> [GIVEN RECORDS]:
** Start **

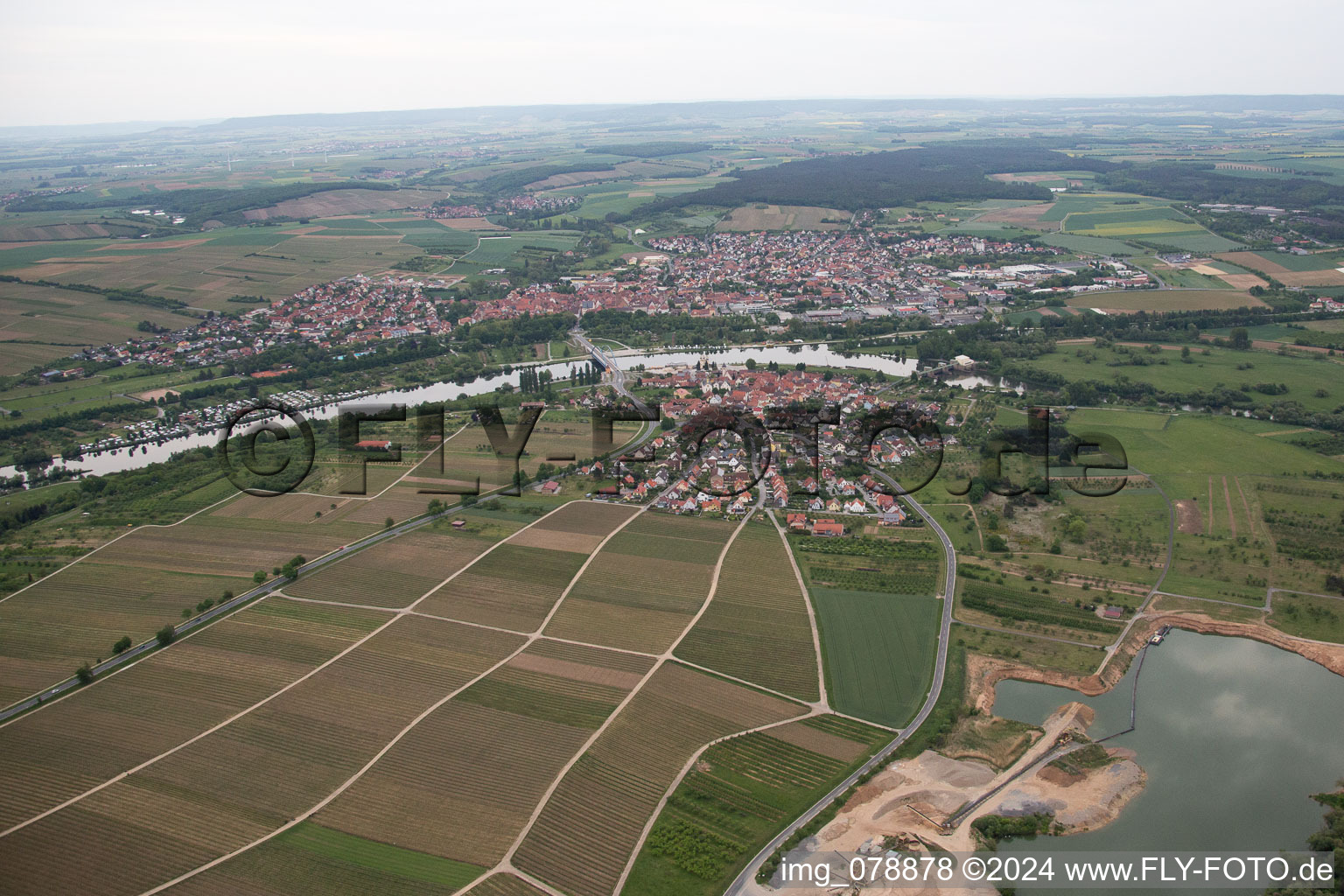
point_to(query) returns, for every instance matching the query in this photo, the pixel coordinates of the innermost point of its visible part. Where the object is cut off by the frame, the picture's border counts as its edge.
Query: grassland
(757, 626)
(738, 795)
(313, 858)
(878, 650)
(628, 770)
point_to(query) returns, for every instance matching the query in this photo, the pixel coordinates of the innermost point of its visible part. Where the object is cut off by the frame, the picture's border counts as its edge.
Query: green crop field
(1309, 617)
(1221, 367)
(735, 798)
(879, 652)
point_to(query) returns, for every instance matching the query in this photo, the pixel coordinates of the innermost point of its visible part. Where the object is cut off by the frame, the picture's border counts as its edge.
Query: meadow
(253, 775)
(738, 795)
(167, 699)
(629, 768)
(879, 652)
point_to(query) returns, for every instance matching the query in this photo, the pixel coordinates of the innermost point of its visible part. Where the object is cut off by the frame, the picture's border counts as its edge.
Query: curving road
(747, 875)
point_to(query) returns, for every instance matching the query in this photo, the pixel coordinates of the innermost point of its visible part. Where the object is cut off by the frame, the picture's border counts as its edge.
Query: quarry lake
(1236, 735)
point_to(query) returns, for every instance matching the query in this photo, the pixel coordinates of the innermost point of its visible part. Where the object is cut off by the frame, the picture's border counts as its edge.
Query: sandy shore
(910, 795)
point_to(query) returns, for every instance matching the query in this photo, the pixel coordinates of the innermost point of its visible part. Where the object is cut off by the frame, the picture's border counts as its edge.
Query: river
(815, 355)
(1234, 735)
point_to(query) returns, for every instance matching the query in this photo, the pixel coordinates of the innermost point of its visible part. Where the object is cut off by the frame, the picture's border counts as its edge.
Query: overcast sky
(90, 60)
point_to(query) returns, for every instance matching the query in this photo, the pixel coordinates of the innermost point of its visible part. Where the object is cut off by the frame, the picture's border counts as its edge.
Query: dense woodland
(944, 173)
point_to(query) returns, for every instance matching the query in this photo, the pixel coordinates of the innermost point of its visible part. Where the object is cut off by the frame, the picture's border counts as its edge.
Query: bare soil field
(764, 216)
(256, 774)
(341, 202)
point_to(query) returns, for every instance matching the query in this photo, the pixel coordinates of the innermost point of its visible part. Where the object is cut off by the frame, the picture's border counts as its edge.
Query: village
(814, 480)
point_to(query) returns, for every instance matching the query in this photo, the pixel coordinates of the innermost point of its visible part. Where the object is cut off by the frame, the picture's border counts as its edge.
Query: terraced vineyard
(646, 584)
(165, 700)
(738, 795)
(757, 626)
(626, 773)
(252, 777)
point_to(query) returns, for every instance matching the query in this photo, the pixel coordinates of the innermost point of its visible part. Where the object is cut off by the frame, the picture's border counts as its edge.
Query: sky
(89, 60)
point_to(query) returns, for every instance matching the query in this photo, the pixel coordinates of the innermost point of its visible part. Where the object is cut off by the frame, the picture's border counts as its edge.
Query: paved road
(747, 875)
(228, 606)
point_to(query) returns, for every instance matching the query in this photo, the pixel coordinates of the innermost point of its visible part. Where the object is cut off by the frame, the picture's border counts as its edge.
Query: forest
(885, 178)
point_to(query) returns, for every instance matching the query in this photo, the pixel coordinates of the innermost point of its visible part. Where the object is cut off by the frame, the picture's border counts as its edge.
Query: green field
(1309, 617)
(878, 650)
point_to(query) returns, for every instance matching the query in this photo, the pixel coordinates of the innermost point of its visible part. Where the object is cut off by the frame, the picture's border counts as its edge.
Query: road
(747, 876)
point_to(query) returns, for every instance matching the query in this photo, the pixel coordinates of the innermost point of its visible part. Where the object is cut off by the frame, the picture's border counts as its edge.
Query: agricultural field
(133, 587)
(167, 699)
(757, 627)
(463, 783)
(1153, 223)
(1074, 659)
(628, 770)
(1167, 371)
(764, 216)
(738, 795)
(516, 584)
(642, 589)
(1166, 300)
(879, 652)
(1314, 269)
(394, 572)
(1051, 610)
(243, 780)
(313, 858)
(1309, 617)
(206, 270)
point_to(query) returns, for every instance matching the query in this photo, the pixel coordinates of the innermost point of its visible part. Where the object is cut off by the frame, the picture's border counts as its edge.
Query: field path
(269, 697)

** End **

> [STATED TASK]: Reproduce the whole listing above word for word, but not its pictures.

> [SOLVED PROBLEM]:
point_to(query) returns, for every instance matching the query in this photo, the pixel coordinates of the innermost point of its visible part. Where the object is cut off by the frame, the picture's border counts as its edge.
Query: grassland
(757, 626)
(738, 795)
(313, 858)
(878, 650)
(628, 770)
point_to(query) returns, for every instance matching the query in this photo, the pixel coordinates of the innermost point of its visible part. Where the object is cut off by the frame, the picture's border counts as its edge.
Query: green crop field
(1309, 617)
(1221, 367)
(735, 798)
(879, 652)
point_to(query) returns, for every instance matching the query in this photo, the pixel coordinates of the innermost point of its visible part. Where the object is cut off by the frame, the picture's border counts as its edge.
Query: meadow
(253, 775)
(738, 795)
(167, 699)
(629, 768)
(879, 652)
point_to(query) returns, for every instance matching the query in this photo, the pixel coordinates of the innermost point of its visible part. Where the object is cut off by the frame, the picture's border counts as its edge.
Query: curving road
(747, 875)
point_to(query) returns, for every instance matching the query in this photo, the pixel coordinates of the innermost point of its visible part. Where the object is cut off by the frame, the picture's border counts as its edge.
Query: quarry lake
(1236, 735)
point_to(query) returns, for every instance matching the query in this photo, the pixel coordinates of the innermost point of its visible part. Where the object is cut off by the frame, the picture's border counts as its edge.
Query: sandy shore
(910, 795)
point_to(query) returns, for every instance matching the query in this photo, the pixel coordinates of the innermost point of its visible part. Where the object is cut off by the frame, the picture's border counts as its edge.
Query: river
(815, 355)
(1234, 735)
point_to(query) returns, for every instance matching the query in this photo, the pixel coordinates of the innermost point of its visible part. Where the object is cut off by the frame, the picture's border counts as its edge.
Query: overcast sky
(90, 60)
point_to(query) returns, for every instance matching the query in this photo, the pixel coordinates of the innermost point of its visible part. Where the object is cut off by the frame, the picture's border counts as its edge.
Query: dense woodland
(944, 173)
point_to(query) returns, for every instance matching the query in this photo, the pixel coordinates of the innermost point of its visible part. Where the object is cut off by the frame, the picture's border counts as its edge.
Query: bare soil field
(764, 216)
(256, 774)
(341, 202)
point_to(query) returns, for every instance matching the query in this photo, the pixel coordinates of the innermost point of its visible part. Where the object is cut off by the frame, the picture's border counts as its edge.
Query: village
(814, 480)
point_to(query) returns, for every instance matching the query in this photo, the pixel coordinates of the innermost point of its visible part. Where the object is cut off by the frame, the picture's border counts as its edge.
Query: terraced vineyard
(646, 584)
(165, 700)
(738, 795)
(757, 626)
(626, 773)
(252, 777)
point_to(query) returns, for every instance matching the query in this photo, the pixel coordinates of the innermost point of its visible part. Where the object is cut off by the frame, the picture's border counts as its edge.
Query: sky
(89, 60)
point_to(query) returns, for every instance matching the query in this photo, the pixel coordinates of the innermost point of its visible part. Where the object is cut off by the frame, the picture's border counts as its edge.
Query: paved road
(747, 875)
(228, 606)
point_to(query) returns, for every instance matching the query in this photo, the pixel coordinates of the innermost point of its visible part. Where the object is cut off by the frame, the picture's border counts as its edge.
Query: forest
(885, 178)
point_to(query) returns, for every instance matching the query in this photo, the pixel coordinates of the innermost point of its visible part. Where the object is cut off by the frame, the picture's border counts as its edge.
Query: green field
(1309, 617)
(878, 650)
point_to(query) returns, for every instance matching the query in this photo, the pixel coordinates of the innermost point of its visible part. Where the object is cut off by the frame, the picture's border counts as its edge.
Query: road
(747, 876)
point_to(query) returns, for every instance matching the query in this photo, the pixel coordinates of the innermost point of its visible part. Where the object is cut off by the frame, the picture's border counts as its edge.
Query: agricultural field
(133, 587)
(167, 699)
(757, 627)
(463, 783)
(1153, 223)
(1074, 659)
(628, 770)
(1167, 371)
(764, 216)
(738, 795)
(516, 584)
(642, 589)
(1166, 300)
(879, 652)
(1314, 269)
(394, 572)
(1051, 610)
(243, 780)
(313, 858)
(1309, 617)
(206, 270)
point_to(query) returns, for every instance matching the query in this photo, the pixel coordinates of the innermost point of its visible part. Where the object is cut off by the frame, the picture's border counts as its edge.
Query: field path
(269, 697)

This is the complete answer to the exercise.